TASK GOAL:
Return verbatim the run of lines that opens with the line holding "Target: motorcycle windshield" and closes with the last line of the records.

Position identification records:
-- Begin --

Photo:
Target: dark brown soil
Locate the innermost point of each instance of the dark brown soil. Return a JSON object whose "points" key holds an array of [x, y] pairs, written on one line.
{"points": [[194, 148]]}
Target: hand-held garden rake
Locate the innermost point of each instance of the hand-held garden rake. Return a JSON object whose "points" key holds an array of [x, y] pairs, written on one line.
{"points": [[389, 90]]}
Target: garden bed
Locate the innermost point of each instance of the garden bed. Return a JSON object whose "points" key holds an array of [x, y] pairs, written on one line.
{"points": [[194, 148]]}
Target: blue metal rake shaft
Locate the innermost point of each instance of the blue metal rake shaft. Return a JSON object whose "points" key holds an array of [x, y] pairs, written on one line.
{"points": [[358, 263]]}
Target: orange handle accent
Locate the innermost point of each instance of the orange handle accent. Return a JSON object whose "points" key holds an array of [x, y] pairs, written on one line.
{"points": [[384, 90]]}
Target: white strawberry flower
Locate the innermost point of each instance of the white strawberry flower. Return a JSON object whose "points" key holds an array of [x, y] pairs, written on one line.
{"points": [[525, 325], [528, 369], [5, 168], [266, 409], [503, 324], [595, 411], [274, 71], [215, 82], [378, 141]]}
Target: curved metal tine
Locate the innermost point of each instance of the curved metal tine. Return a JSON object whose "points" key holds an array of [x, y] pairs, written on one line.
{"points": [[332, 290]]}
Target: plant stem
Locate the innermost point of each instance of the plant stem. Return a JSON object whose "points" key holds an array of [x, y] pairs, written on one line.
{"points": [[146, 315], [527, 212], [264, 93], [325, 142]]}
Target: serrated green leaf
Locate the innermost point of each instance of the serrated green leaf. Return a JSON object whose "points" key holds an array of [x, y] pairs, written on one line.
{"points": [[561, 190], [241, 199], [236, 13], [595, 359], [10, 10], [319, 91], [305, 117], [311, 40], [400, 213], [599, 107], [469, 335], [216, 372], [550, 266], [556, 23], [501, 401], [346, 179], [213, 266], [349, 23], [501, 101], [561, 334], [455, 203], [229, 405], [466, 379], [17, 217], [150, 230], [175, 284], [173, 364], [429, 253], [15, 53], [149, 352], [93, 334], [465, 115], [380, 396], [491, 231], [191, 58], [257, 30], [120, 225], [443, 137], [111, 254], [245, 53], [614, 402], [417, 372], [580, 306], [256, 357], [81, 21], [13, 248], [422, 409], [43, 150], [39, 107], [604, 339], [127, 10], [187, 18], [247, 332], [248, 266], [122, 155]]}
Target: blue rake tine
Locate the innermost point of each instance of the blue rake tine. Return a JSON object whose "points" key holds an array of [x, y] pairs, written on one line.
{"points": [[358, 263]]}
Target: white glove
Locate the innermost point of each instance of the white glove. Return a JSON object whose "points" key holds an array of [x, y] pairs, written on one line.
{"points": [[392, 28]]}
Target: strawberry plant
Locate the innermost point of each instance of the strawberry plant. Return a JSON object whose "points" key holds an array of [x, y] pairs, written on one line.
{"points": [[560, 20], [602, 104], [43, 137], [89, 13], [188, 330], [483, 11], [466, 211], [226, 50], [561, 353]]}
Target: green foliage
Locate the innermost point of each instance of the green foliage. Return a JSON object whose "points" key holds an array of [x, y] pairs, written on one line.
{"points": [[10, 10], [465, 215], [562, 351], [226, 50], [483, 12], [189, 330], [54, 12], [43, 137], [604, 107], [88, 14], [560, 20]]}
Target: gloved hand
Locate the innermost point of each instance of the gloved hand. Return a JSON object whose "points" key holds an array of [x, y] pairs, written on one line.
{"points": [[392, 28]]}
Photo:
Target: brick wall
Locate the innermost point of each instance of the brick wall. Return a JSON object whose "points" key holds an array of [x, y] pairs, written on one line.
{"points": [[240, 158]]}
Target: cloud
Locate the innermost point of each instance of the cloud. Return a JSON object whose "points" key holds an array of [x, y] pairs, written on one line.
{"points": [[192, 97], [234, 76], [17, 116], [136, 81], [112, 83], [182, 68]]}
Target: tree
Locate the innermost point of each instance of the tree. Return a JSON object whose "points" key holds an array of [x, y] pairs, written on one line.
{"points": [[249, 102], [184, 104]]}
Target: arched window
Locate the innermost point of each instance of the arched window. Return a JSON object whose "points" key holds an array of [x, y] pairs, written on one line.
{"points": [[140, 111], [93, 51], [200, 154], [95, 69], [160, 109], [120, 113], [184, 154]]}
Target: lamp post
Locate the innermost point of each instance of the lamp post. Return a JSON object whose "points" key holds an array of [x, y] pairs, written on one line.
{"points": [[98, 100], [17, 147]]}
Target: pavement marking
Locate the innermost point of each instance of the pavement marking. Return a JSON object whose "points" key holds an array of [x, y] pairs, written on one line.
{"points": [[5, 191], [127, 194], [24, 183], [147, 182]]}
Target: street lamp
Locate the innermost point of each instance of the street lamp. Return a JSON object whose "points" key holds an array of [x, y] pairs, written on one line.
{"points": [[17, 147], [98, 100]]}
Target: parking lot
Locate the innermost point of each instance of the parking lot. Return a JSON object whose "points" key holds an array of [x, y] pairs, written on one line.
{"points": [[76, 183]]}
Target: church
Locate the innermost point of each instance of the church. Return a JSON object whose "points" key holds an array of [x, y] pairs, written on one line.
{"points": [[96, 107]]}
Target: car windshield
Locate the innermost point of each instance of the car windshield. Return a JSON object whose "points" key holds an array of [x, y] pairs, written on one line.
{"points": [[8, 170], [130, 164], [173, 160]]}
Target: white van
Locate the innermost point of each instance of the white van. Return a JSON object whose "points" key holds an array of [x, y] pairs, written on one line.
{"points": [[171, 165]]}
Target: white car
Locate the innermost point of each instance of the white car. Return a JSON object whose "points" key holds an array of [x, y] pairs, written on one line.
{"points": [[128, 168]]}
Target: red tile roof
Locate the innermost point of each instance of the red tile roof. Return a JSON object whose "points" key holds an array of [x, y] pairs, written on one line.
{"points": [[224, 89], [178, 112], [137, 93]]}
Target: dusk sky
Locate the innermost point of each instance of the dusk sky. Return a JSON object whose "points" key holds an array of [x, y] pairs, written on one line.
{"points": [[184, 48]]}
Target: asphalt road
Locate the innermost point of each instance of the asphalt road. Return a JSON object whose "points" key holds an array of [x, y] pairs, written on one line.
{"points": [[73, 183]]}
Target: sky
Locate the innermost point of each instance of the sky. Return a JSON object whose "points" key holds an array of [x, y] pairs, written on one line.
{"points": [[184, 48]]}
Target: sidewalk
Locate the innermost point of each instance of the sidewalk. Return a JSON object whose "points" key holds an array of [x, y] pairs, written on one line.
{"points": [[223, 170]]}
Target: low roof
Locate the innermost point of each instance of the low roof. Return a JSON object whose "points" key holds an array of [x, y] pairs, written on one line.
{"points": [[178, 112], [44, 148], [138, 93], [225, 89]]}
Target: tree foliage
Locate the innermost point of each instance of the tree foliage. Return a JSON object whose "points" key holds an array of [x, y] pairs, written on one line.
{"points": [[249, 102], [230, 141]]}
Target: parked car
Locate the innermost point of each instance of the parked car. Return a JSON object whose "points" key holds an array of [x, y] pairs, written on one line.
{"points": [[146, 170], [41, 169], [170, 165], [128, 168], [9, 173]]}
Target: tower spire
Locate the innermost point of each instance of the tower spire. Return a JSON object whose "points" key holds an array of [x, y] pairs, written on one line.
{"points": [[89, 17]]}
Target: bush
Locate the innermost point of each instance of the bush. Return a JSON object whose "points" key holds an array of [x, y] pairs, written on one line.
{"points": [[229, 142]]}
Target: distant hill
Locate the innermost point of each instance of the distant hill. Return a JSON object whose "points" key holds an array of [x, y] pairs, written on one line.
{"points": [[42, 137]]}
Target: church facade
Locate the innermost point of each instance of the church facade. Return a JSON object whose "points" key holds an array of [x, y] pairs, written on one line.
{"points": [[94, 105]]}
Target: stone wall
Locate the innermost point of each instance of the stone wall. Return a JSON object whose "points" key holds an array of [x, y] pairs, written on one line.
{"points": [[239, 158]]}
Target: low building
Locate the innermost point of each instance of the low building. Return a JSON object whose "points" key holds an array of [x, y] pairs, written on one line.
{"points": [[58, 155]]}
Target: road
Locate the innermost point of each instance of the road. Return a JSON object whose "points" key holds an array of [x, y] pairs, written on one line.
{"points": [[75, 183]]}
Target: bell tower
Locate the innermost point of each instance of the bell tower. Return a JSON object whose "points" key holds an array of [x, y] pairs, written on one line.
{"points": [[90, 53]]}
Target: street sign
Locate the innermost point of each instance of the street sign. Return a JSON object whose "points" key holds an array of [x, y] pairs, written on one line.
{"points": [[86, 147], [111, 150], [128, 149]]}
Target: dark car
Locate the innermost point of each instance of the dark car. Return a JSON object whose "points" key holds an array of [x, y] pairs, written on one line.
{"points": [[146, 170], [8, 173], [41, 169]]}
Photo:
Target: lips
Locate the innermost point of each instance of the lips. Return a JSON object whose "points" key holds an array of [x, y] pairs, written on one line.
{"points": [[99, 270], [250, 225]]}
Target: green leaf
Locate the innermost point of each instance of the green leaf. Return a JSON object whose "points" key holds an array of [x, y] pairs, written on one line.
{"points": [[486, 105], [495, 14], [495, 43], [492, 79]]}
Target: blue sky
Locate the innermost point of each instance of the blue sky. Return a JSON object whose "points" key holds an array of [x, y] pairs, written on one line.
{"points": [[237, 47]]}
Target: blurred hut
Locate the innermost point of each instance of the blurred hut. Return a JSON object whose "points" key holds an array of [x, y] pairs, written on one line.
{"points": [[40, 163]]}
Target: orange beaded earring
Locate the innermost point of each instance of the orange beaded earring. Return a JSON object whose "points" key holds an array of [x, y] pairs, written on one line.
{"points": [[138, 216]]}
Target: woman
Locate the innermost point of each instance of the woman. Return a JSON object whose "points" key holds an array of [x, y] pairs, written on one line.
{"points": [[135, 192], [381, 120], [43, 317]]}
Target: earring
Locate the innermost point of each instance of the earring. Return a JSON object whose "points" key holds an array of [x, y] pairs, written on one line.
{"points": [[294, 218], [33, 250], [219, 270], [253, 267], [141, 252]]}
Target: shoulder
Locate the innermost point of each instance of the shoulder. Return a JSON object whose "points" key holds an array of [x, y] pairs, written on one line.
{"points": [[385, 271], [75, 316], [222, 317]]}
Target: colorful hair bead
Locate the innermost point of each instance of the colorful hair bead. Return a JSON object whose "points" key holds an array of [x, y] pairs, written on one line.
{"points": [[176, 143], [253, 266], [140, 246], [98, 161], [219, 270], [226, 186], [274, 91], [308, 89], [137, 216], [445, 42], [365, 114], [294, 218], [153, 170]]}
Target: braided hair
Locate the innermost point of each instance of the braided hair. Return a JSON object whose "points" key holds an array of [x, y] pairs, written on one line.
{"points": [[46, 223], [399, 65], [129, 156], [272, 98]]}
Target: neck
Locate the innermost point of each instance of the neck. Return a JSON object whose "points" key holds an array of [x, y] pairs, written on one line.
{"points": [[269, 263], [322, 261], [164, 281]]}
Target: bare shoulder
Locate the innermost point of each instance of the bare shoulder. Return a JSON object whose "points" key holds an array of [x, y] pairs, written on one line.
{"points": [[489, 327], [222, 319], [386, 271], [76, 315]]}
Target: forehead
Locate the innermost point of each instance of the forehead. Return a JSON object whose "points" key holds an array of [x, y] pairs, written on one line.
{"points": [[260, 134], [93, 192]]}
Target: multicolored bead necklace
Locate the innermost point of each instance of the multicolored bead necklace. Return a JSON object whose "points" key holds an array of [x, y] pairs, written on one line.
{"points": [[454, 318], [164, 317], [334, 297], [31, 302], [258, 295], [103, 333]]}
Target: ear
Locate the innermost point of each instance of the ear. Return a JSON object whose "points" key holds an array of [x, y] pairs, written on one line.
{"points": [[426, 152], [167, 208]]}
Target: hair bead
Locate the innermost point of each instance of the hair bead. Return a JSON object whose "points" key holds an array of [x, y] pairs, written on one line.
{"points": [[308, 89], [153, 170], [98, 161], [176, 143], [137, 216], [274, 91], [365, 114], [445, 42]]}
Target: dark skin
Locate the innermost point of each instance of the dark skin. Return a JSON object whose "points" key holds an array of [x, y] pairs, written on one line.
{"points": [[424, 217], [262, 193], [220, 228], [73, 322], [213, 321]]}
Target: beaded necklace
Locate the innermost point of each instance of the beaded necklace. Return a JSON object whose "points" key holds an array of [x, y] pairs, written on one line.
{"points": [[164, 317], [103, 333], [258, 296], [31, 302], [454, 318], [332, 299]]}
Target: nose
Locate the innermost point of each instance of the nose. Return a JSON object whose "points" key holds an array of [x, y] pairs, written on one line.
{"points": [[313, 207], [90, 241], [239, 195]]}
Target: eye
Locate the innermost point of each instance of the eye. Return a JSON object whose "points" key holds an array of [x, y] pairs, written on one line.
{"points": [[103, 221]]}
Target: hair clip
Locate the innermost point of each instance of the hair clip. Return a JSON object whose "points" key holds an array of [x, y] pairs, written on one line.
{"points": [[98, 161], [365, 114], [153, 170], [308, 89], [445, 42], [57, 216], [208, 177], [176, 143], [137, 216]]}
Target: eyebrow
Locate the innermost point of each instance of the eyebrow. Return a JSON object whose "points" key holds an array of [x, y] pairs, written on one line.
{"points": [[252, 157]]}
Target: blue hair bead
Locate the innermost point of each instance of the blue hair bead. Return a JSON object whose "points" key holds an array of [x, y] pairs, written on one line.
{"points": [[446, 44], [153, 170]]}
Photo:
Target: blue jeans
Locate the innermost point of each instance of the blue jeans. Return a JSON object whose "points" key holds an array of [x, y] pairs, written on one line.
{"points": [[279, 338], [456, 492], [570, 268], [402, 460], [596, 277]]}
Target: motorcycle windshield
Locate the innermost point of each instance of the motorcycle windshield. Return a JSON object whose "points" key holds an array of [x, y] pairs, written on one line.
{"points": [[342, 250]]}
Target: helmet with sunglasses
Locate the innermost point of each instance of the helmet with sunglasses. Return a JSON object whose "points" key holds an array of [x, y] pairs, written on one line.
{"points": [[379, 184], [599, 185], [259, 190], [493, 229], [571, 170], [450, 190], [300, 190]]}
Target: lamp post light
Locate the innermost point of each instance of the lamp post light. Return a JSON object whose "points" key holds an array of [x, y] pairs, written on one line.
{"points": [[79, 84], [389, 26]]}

-- End --

EXERCISE ANSWER:
Target: motorcycle windshield
Locate the innermost point of each instance of the motorcycle windshield. Return a JSON object whose "points" key holds an array of [x, y] pairs, written on one line.
{"points": [[342, 250]]}
Target: helmet with sunglasses
Locate the innermost point of each instance of the helmet with sunglasses. Return a JSON object whose "points" key holds an array of [x, y] pairs, written on one line.
{"points": [[379, 184], [599, 185], [259, 190], [493, 229], [571, 170], [450, 190], [300, 190]]}
Target: lamp post light
Locate the innermost point of each instance of the lamp post light. Return a JSON object whose "points" key holds an array of [x, y] pairs, written on one line.
{"points": [[79, 84], [389, 26]]}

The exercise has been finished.